##### Extracted entries #####
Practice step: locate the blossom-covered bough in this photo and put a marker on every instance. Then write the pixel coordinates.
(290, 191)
#####
##### Extracted entries #####
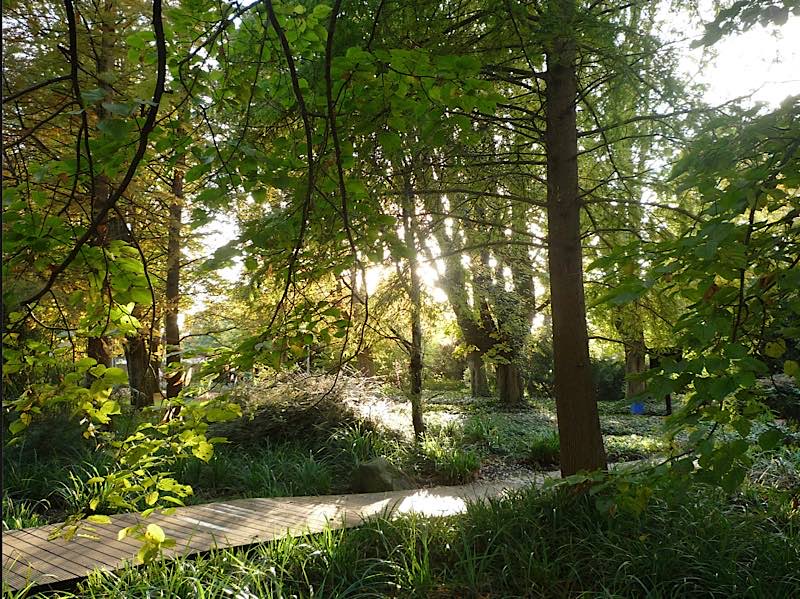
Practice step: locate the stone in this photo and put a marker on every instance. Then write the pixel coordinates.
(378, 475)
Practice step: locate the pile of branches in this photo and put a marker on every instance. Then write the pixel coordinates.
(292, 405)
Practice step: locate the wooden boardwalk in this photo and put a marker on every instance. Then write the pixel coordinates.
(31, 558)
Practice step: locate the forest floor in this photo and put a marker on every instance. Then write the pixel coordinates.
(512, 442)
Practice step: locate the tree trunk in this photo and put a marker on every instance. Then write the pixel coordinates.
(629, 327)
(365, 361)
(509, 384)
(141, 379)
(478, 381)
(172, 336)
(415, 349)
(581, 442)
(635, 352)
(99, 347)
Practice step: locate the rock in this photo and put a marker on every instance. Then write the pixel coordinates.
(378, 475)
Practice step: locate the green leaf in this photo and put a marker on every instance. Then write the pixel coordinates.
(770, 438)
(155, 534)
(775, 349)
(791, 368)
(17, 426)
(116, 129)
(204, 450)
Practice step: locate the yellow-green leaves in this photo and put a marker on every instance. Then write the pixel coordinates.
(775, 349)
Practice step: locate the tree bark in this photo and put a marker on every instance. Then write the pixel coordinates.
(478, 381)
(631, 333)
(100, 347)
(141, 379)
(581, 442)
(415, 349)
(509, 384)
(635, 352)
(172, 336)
#####
Challenge:
From the rows above, copy out every line that contains the string "green". Capitalization must match.

Expected answer:
Practice step: locate the green leaf in this photo and put a marker on every instance. Then write the pixel coordinates.
Practice step: locate the yellow-green leaves in this photo and put a marker on every instance. Then write the pixel coordinates.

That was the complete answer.